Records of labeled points

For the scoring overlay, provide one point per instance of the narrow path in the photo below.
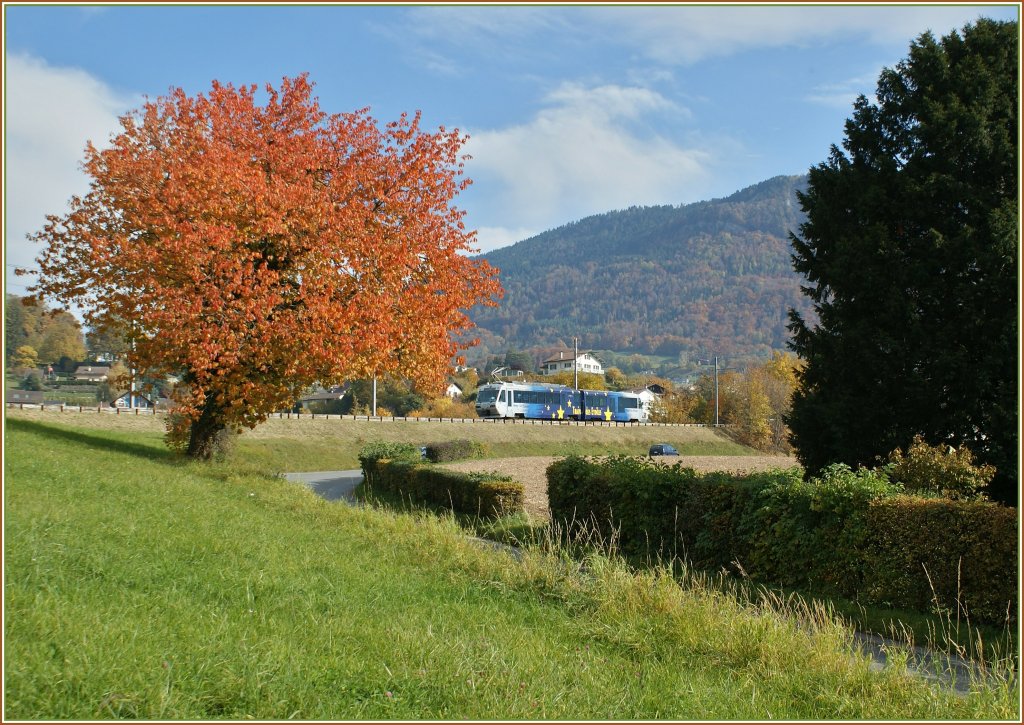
(333, 485)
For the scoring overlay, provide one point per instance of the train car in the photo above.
(541, 401)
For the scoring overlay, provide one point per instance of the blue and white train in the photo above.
(557, 402)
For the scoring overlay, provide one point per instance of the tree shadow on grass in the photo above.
(94, 440)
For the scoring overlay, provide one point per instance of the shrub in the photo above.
(957, 557)
(471, 494)
(381, 451)
(851, 532)
(33, 381)
(455, 451)
(940, 469)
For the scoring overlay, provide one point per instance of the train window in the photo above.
(486, 395)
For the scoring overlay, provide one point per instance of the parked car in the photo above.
(662, 450)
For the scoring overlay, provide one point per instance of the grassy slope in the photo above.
(138, 586)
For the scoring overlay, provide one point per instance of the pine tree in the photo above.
(910, 255)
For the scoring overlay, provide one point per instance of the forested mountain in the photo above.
(711, 278)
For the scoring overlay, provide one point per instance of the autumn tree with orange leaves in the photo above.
(256, 249)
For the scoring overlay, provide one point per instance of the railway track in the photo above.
(102, 410)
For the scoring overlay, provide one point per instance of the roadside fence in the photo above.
(105, 410)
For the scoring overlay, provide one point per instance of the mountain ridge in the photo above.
(709, 278)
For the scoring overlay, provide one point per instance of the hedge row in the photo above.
(392, 469)
(852, 534)
(454, 451)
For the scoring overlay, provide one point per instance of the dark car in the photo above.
(663, 450)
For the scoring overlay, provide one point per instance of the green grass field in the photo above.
(139, 586)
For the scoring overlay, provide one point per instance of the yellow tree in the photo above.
(257, 249)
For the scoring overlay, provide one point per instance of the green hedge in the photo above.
(934, 553)
(454, 451)
(393, 469)
(852, 534)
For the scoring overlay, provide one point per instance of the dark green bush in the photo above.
(454, 451)
(951, 556)
(472, 494)
(383, 451)
(839, 532)
(940, 469)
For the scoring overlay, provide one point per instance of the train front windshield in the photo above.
(485, 397)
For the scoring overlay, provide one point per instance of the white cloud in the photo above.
(682, 35)
(588, 152)
(50, 113)
(492, 238)
(842, 94)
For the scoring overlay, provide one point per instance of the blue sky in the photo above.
(571, 111)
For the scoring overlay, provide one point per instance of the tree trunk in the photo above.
(204, 432)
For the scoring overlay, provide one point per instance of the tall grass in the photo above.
(137, 586)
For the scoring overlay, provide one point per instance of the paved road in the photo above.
(333, 485)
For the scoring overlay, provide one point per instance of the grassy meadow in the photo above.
(140, 586)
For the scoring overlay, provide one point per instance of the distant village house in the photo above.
(586, 363)
(92, 373)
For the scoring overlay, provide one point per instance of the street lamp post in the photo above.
(576, 363)
(716, 385)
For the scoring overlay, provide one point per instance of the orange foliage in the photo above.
(258, 249)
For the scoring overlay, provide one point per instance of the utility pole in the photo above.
(716, 391)
(716, 385)
(576, 363)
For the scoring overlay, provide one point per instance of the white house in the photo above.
(646, 395)
(136, 398)
(92, 373)
(562, 363)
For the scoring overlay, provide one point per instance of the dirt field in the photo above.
(530, 471)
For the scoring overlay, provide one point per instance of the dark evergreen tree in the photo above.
(910, 254)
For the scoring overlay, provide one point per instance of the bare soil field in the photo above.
(530, 471)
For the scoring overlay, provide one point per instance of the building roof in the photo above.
(15, 395)
(567, 355)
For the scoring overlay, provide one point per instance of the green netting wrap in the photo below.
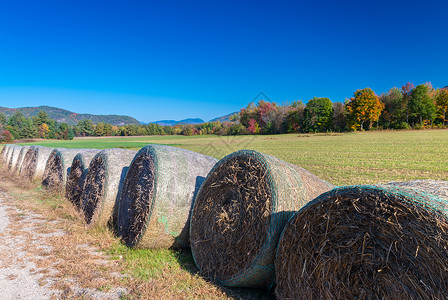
(77, 175)
(20, 159)
(102, 185)
(4, 152)
(14, 157)
(58, 166)
(155, 204)
(33, 166)
(241, 210)
(367, 242)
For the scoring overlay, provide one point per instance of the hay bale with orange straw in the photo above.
(241, 210)
(102, 185)
(367, 242)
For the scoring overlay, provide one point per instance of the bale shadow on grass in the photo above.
(186, 262)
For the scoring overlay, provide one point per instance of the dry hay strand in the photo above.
(77, 175)
(102, 185)
(20, 159)
(366, 242)
(156, 199)
(14, 157)
(241, 210)
(33, 166)
(58, 166)
(4, 152)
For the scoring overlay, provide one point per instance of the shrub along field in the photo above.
(342, 159)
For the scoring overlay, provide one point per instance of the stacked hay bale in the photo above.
(77, 175)
(33, 166)
(19, 163)
(102, 184)
(155, 203)
(367, 242)
(14, 158)
(241, 210)
(58, 166)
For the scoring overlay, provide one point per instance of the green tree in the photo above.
(100, 129)
(317, 115)
(442, 106)
(294, 116)
(21, 127)
(41, 118)
(395, 109)
(364, 108)
(421, 107)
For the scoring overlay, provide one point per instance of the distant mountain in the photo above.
(222, 119)
(65, 116)
(181, 122)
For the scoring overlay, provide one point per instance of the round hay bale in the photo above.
(156, 199)
(14, 157)
(366, 242)
(58, 166)
(4, 152)
(241, 210)
(33, 166)
(9, 155)
(102, 185)
(19, 163)
(77, 175)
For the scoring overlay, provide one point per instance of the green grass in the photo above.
(342, 159)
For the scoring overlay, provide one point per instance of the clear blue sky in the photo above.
(157, 60)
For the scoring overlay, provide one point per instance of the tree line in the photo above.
(411, 106)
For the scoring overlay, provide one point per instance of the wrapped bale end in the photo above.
(155, 203)
(239, 213)
(77, 175)
(58, 166)
(102, 185)
(14, 157)
(366, 242)
(34, 162)
(19, 163)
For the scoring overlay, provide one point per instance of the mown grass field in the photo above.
(342, 159)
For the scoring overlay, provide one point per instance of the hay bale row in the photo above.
(239, 214)
(34, 162)
(77, 175)
(157, 195)
(102, 185)
(367, 242)
(20, 159)
(14, 157)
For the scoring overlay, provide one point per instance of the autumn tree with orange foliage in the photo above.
(364, 107)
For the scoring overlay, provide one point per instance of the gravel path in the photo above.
(19, 276)
(23, 247)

▶ Aim of the task
All of the material above is to be copied exactly, except for its images.

▶ Completed exercise
For the scoring overlay, provide one point per instance of the narrow path in the photo below.
(333, 485)
For the scoring overlay, provide one point per instance of the train car in the photo above.
(541, 401)
For the scoring overlay, provide one point per instance of the blue and white train in the photo above.
(557, 402)
For the scoring overlay, provide one point per instance of the tree shadow on grass in the photo above.
(94, 440)
For the scoring overlay, provide one point per instance of the shrub in the photo above.
(957, 557)
(471, 494)
(381, 451)
(851, 532)
(33, 381)
(455, 451)
(940, 469)
For the scoring overlay, provide one point per instance of the train window in the photo above.
(486, 395)
For the scoring overlay, provide one point per instance of the parked car in the photo above.
(662, 450)
For the scoring overlay, provide one point per instance of the grassy slope in the photo above.
(138, 586)
For the scoring overlay, provide one point per instance of the pine tree in the photo above.
(910, 255)
For the scoring overlay, provide one point per instance of the forested mountain in the photo above.
(711, 278)
For the scoring overlay, provide one point per instance of the autumn tree with orange leaves in the photo above.
(256, 249)
For the scoring overlay, provide one point per instance of the railway track in the photo above.
(102, 410)
For the scoring overlay, provide one point per instance of the roadside fence in the photo above.
(105, 410)
For the scoring overlay, provide one point per instance of the mountain ridge in the photo above.
(709, 278)
For the scoring overlay, provide one point per instance of the hedge row in the photo above.
(392, 469)
(852, 534)
(454, 451)
For the scoring overlay, provide one point per instance of the dark car in the photo above.
(663, 450)
For the scoring overlay, provide one point per instance of the green grass field in the photo above.
(139, 586)
For the scoring overlay, provide one point per instance of the yellow tree in the photo above.
(257, 249)
For the scoring overlay, provide one point per instance of the green hedge in the photo above.
(934, 553)
(454, 451)
(393, 469)
(852, 534)
For the scoring overlay, provide one point per instance of the dark green bush in the photo above.
(454, 451)
(951, 556)
(472, 494)
(383, 451)
(839, 532)
(940, 469)
For the scoring overlay, provide one point per instance of the train front windshield in the photo above.
(485, 397)
For the scoring overlay, provide one point per instance of the white cloud in the photo above.
(682, 35)
(588, 152)
(50, 113)
(492, 238)
(842, 94)
For the scoring overlay, provide one point per instance of the blue sky in the photo above.
(571, 111)
For the scoring overlay, provide one point per instance of the tree trunk in the photo above.
(204, 432)
For the scoring overlay, provide one point per instance of the tall grass in the photo above.
(137, 586)
For the scoring overlay, provide one point per instance of the paved road in the photo above.
(333, 485)
For the scoring overlay, provide one point per instance of the grassy meadow in the photo above.
(140, 586)
For the scoring overlay, provide one point per instance of the distant village house in the photo above.
(586, 363)
(92, 373)
For the scoring overlay, provide one point per instance of the street lamp post in the photo above.
(576, 363)
(716, 385)
For the scoring overlay, provide one point per instance of the orange foliage in the photo above.
(258, 249)
For the scoring overlay, provide one point per instance of the utility pole in the photo above.
(716, 391)
(716, 385)
(576, 363)
For the scoring overlay, provide one point per instance of the white house in the photo above.
(646, 395)
(136, 398)
(92, 373)
(562, 363)
For the scoring overlay, provide one point per instance of the dirt field in the photo above.
(530, 471)
For the scoring overlay, provide one point per instance of the dark evergreen tree in the photo above.
(910, 254)
For the scoring overlay, provide one point per instance of the bare soil field in the photo above.
(530, 471)
For the scoring overlay, provide one point per instance of the building roof in the photo above.
(15, 395)
(567, 355)
For the scoring overlay, provide one point per instance of the green netting wrap in the photo below.
(77, 175)
(20, 159)
(102, 185)
(4, 152)
(14, 157)
(58, 166)
(155, 204)
(33, 166)
(241, 210)
(367, 242)
For the scoring overlay, provide one point per instance of the hay bale with orange straw in the photo above.
(241, 210)
(102, 185)
(367, 242)
For the scoring overlay, provide one point per instance of the bale shadow on grass in the photo above.
(186, 262)
For the scoring overlay, provide one point per instance of the dry hay strand in the photo above.
(77, 175)
(102, 185)
(20, 159)
(366, 242)
(156, 199)
(14, 157)
(241, 210)
(33, 166)
(58, 166)
(4, 152)
For the scoring overlay, provide one point per instance of the shrub along field in the photo above.
(342, 159)
For the scoring overlay, provide one point per instance of the stacked hay bale in the photo above.
(77, 175)
(33, 166)
(19, 163)
(102, 184)
(155, 203)
(367, 242)
(14, 158)
(241, 210)
(58, 166)
For the scoring overlay, provide one point per instance of the green tree in the photo above.
(100, 129)
(317, 115)
(442, 106)
(294, 116)
(21, 127)
(41, 118)
(395, 109)
(364, 108)
(421, 107)
For the scoring overlay, provide one point per instance of the distant mountain in the photo above.
(222, 119)
(65, 116)
(181, 122)
For the scoring overlay, provide one point per instance of the round hay bale in the photo above.
(156, 199)
(14, 157)
(366, 242)
(58, 166)
(4, 152)
(241, 210)
(33, 166)
(9, 155)
(102, 185)
(19, 163)
(77, 175)
For the scoring overlay, provide one point per instance of the green grass in the photo above.
(342, 159)
For the scoring overlay, provide one point per instance of the clear blue sky in the photo above.
(157, 60)
For the scoring overlay, provide one point per instance of the tree line in the photo above.
(411, 106)
For the scoring overlay, provide one point per instance of the wrapped bale end in the photo above.
(155, 203)
(239, 213)
(77, 175)
(58, 166)
(102, 185)
(14, 157)
(366, 242)
(34, 162)
(19, 163)
For the scoring overlay, provide one point per instance of the mown grass field in the photo above.
(342, 159)
For the scoring overlay, provide one point per instance of the hay bale row in the photo above.
(239, 214)
(34, 162)
(77, 175)
(157, 195)
(102, 185)
(367, 242)
(20, 159)
(14, 157)
For the scoring overlay, provide one point per instance of the autumn tree with orange foliage in the photo above.
(364, 107)
For the scoring overlay, provide one point per instance of the gravel path in the photo above.
(19, 276)
(23, 247)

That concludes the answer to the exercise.